PARTS OF THE EXERCISE:
1: Answer these questions from the book blog post:
(a) On what date does Amazon begin merging Goodreads Deals with Kindle Daily Deals?
(b) What first drew the writer to the book?
(c) Through what service did the writer find the book was available on Amazon?
2: Go on with the book blog post about the Goodreads Deals find, starting after its final sentence.

DOCUMENT EXCERPT:
══════════

Alright, so first of all, I have news. You know how I always sing the praises of Goodreads Deals and they feature in almost every one of my reviews because I’m obsessed and I have a book problem!? Well, I was surprised to learn that Amazon has decided to merge Goodreads Deals with Kindle Daily Deals, starting October 1st. So, if you’re like me, and you get the daily e-mail from Goodreads, be sure you follow the instructions for how to sign up for the Kindle Daily Deals e-mails that will be the new norm as of October 1st, otherwise, you’ll lose out on what could be awesome deals. And if you don’t have an Amazon account…… who are you and how do you go through life like that? Jk, this is a judgment free zone.
This book came to my attention in one of the Goodreads Deals e-mails that I get daily. I was actually drawn in by the cover because I had been on this “strong female kick-ass heroine” kick for a bit and this cover looked like it would fit the bill. I was even more excited when I went on Amazon and discovered that it was available through Kindle Unlimited. I figured at that point I had to read it or else I would just be spitting in the universe’s face and I don’t like to tempt fate more than I already do.

══════════

Region labeling records:
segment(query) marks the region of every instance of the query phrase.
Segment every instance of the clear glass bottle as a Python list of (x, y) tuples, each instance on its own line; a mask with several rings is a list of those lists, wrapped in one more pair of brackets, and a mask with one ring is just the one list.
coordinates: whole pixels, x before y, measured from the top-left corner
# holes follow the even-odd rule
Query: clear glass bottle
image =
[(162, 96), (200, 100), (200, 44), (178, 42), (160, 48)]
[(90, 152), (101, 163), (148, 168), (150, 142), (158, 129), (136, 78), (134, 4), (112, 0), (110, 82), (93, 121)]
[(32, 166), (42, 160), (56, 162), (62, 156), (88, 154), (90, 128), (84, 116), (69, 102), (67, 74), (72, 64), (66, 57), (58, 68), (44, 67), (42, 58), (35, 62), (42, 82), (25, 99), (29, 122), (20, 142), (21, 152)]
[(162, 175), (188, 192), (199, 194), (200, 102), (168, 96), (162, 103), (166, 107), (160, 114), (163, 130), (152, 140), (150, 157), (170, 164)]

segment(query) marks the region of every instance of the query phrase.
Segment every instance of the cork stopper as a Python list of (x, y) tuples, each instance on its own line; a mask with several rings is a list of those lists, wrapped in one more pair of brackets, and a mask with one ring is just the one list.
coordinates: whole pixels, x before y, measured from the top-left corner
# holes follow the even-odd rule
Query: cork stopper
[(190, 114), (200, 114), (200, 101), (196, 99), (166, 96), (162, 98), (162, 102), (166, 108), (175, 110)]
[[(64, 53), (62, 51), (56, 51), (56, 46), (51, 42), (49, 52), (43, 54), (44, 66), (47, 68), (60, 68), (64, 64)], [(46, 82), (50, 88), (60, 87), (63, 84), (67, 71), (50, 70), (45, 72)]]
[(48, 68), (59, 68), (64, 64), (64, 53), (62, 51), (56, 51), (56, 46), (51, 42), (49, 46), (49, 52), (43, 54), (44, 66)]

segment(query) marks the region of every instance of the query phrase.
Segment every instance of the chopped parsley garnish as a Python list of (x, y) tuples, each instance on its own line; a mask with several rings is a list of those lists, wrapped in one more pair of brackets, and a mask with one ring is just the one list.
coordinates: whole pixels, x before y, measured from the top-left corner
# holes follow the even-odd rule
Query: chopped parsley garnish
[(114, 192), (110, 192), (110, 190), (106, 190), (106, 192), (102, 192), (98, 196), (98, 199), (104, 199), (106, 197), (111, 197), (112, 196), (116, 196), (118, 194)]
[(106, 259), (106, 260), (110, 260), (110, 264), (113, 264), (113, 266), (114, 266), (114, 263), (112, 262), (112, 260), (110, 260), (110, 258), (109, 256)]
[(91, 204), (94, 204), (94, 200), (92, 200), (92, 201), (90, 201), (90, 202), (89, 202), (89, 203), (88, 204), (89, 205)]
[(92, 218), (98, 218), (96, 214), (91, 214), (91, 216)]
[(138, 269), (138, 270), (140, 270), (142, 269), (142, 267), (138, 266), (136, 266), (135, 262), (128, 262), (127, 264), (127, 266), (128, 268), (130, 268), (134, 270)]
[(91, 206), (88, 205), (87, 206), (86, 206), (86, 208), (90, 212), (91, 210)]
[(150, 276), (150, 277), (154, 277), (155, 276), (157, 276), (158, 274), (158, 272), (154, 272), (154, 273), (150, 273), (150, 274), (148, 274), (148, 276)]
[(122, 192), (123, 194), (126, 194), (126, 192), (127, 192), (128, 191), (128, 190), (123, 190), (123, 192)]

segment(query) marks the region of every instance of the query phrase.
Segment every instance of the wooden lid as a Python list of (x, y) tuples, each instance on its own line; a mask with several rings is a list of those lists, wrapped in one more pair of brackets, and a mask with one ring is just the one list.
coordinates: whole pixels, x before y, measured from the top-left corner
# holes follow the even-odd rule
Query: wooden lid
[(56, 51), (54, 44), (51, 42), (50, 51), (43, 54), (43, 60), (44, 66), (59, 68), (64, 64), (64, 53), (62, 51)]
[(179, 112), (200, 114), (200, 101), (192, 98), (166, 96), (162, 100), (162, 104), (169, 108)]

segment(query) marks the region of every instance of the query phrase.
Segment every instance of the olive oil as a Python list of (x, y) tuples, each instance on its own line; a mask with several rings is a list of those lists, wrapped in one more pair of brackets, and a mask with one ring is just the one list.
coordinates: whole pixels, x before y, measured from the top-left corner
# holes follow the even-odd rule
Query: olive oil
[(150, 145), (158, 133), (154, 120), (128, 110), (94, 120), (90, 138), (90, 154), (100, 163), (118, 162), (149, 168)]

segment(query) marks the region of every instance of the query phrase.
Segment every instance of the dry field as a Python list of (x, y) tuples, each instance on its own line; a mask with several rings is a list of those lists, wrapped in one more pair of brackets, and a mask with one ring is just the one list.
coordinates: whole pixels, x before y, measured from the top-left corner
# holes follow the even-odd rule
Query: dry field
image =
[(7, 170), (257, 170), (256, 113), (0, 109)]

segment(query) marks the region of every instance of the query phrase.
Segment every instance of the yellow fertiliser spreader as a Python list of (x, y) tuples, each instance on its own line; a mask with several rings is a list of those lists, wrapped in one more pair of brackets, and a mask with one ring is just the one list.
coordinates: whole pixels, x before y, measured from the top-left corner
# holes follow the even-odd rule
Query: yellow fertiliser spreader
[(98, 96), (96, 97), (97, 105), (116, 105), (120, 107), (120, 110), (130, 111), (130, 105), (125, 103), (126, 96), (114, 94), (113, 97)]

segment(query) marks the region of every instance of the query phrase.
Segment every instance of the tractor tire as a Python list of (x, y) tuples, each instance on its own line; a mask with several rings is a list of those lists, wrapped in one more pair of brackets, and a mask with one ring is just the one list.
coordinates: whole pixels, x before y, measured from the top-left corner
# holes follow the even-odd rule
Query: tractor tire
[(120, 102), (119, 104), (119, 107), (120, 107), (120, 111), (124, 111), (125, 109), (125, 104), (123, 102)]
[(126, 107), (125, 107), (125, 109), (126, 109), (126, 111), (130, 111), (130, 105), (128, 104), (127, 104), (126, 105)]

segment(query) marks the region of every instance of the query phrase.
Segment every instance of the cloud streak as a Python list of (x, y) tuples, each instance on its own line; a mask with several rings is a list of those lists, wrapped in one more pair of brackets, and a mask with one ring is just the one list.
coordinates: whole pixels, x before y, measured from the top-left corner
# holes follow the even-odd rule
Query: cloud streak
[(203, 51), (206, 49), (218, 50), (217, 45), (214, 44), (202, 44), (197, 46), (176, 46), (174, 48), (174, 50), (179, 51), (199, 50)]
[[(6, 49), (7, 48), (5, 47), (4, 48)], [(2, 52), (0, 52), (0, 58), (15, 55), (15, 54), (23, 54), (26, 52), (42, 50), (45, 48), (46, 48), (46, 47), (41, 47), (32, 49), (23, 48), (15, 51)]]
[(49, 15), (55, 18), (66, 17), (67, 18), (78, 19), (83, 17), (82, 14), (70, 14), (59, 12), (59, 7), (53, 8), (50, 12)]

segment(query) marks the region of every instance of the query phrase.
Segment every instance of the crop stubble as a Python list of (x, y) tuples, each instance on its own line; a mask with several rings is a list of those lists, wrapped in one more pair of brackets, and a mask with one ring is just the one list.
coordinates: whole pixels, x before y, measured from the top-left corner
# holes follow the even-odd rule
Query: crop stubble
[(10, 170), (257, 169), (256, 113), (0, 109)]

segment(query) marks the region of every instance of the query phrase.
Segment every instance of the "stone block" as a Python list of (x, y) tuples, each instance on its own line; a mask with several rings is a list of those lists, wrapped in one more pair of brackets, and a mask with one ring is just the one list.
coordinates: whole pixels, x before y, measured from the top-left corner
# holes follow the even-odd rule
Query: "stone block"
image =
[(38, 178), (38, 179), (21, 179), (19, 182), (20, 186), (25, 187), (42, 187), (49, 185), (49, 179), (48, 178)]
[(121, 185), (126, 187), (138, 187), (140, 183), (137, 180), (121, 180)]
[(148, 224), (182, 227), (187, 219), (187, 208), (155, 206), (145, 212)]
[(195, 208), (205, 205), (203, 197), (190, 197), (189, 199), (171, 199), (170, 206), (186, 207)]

══════════

IN RESPONSE:
1:
(a) October 1st
(b) The cover
(c) Kindle Unlimited

2:
This was a great little fun read that I started out listening to, and then got in to it somewhere in the middle and had to speed read my way through the rest of it. Layla Cassidy is our protagonist and while I would love to give her the title of “Fiery Female” (which has yet to be bestowed on any character since I’ve started my blog), she was way too whiny for me. I get that your whole perception of the world changed practically overnight, but there were just a few too many temper tantrums for me to think she was capable of greatness. About a quarter of the way through I realized I just wasn’t going to connect to Layla that way I like to connect to the characters that I’m reading about, but the premise and what was happening in the story kept me hanging on.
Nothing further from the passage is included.